(Collected data entries)
--- START ---
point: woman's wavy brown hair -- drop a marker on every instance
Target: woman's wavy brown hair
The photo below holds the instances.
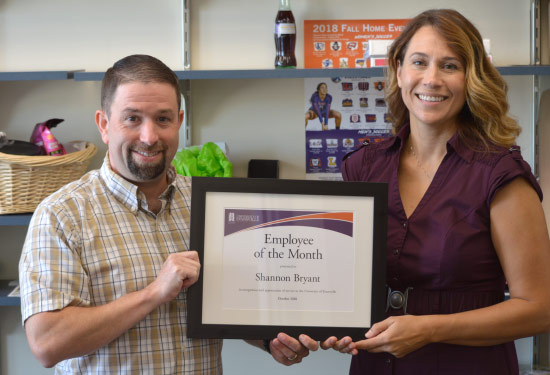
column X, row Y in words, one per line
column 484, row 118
--- END ---
--- START ---
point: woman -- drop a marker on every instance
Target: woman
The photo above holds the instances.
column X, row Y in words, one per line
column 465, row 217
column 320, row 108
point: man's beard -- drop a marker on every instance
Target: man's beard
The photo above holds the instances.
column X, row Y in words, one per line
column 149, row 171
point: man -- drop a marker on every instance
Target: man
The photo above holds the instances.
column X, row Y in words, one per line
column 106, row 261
--- END ---
* _WHAT NEEDS TO BE DONE_
Lines above holding "wavy": give their count, nothing more.

* _SOLUTION TO THIS PROBLEM_
2